Task item:
List every line in this data where the string "background" occurs.

#####

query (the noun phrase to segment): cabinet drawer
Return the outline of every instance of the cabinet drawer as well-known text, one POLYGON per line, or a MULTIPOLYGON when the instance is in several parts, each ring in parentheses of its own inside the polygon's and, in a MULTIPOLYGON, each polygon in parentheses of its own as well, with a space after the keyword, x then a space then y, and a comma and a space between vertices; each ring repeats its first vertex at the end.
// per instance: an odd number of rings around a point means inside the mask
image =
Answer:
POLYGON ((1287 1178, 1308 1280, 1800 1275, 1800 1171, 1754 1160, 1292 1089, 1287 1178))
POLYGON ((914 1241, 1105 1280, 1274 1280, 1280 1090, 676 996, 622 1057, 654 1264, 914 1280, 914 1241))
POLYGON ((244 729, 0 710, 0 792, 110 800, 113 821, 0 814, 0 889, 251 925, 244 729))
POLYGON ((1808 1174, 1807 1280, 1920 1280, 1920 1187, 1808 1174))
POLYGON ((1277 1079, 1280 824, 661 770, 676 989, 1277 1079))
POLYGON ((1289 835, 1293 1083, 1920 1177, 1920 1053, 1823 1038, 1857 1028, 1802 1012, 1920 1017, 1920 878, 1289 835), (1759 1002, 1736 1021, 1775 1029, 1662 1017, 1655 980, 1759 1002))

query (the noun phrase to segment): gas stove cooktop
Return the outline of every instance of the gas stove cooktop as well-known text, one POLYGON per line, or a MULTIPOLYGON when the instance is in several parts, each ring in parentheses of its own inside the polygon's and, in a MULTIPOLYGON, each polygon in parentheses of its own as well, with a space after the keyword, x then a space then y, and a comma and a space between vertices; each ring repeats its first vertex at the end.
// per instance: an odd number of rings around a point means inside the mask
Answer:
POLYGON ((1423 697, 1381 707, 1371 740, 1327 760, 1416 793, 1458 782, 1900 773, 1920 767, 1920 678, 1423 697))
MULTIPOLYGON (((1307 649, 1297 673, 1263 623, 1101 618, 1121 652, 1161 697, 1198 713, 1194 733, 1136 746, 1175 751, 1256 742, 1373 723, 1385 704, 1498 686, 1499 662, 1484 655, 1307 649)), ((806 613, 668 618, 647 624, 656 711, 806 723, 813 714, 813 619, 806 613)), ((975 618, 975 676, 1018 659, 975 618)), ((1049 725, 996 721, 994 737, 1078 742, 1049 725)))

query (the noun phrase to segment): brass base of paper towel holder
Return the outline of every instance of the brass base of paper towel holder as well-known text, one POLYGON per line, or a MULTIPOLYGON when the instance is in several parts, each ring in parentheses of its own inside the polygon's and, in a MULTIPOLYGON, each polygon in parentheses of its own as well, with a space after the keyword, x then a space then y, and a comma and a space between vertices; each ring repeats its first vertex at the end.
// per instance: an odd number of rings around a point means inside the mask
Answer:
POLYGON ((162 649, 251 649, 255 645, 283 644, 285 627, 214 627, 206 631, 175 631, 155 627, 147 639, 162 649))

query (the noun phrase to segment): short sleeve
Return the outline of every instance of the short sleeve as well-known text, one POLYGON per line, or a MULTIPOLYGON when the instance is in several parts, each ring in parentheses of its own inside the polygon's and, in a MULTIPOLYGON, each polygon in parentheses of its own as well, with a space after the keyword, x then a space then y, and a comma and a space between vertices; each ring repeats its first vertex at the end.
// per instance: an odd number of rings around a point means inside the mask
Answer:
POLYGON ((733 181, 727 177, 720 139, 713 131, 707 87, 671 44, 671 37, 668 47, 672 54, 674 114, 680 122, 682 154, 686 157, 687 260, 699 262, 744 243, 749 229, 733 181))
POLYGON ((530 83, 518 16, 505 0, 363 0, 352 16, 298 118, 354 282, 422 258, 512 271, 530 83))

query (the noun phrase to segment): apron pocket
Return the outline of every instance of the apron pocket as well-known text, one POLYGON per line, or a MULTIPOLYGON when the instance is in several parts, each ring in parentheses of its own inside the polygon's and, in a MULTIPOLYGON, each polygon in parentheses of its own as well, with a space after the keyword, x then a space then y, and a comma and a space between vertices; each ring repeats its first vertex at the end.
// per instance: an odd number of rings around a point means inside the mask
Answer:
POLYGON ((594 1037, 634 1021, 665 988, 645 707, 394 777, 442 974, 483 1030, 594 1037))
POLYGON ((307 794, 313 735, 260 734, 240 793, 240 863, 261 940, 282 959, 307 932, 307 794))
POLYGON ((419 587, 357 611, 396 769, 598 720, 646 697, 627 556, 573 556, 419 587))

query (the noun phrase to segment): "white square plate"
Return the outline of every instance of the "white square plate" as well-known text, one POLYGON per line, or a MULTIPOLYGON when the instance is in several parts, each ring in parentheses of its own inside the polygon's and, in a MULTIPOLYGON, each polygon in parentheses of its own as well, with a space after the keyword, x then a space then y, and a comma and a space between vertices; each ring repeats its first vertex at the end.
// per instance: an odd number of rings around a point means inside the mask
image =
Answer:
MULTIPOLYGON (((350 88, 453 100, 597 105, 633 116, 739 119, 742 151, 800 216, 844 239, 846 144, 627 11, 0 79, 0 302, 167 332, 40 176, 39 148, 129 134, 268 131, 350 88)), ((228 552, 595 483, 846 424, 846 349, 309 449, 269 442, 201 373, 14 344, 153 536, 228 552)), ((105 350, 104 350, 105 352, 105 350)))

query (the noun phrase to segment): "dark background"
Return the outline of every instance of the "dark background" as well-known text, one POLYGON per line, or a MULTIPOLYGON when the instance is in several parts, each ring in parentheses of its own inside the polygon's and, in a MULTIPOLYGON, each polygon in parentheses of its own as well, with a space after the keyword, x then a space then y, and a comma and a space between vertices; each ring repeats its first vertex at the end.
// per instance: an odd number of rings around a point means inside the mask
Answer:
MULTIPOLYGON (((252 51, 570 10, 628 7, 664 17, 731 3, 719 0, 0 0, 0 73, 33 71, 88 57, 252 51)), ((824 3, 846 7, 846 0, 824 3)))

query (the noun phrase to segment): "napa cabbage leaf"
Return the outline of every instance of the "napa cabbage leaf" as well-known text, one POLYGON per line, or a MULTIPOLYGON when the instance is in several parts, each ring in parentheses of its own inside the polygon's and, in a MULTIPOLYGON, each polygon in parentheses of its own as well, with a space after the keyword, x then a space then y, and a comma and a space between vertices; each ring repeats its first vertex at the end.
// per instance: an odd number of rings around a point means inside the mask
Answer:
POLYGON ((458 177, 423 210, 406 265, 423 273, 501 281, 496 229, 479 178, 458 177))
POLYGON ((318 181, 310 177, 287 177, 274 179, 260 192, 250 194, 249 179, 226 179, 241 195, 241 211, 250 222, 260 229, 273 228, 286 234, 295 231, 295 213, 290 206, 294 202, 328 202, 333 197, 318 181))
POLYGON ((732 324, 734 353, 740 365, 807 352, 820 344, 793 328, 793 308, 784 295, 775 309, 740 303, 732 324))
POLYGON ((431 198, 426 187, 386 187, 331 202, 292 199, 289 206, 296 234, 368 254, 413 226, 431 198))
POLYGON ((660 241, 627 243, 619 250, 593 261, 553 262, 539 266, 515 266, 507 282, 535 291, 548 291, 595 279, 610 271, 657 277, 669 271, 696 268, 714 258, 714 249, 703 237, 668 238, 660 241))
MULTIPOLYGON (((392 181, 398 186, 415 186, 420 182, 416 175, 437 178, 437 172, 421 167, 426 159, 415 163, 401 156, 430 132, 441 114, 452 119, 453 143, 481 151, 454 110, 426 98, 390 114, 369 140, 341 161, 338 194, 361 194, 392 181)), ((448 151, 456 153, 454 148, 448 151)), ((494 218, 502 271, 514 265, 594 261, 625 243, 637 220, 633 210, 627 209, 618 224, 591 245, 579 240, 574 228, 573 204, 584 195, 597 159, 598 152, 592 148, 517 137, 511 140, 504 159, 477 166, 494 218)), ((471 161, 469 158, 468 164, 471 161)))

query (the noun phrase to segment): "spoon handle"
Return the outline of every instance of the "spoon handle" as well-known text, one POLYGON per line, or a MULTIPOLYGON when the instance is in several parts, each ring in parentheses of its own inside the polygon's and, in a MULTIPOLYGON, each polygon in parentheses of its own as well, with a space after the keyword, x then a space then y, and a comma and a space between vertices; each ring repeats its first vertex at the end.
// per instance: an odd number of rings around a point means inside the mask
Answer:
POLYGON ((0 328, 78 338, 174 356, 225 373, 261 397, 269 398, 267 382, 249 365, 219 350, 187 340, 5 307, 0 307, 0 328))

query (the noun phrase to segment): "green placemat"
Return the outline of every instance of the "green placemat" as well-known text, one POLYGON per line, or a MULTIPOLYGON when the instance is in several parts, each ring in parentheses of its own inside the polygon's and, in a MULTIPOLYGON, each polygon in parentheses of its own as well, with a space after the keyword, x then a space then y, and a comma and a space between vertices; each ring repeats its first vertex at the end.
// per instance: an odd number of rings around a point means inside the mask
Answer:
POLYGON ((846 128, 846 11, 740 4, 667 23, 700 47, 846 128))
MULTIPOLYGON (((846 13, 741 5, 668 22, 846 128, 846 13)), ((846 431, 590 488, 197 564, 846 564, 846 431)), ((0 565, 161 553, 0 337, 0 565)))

#####

Answer:
query (the noun phrase to segment): "dark background"
Return the outline of every instance of the "dark background" as well-known text, one POLYGON per line, or a MULTIPOLYGON when the instance is in several parts, each ring in parentheses of its own inside the polygon's and, in a MULTIPOLYGON, each polygon in parentheses of its own as well, with a space after the keyword, x then a space then y, and a comma and a space between vertices; each ring repeats its first vertex at the end.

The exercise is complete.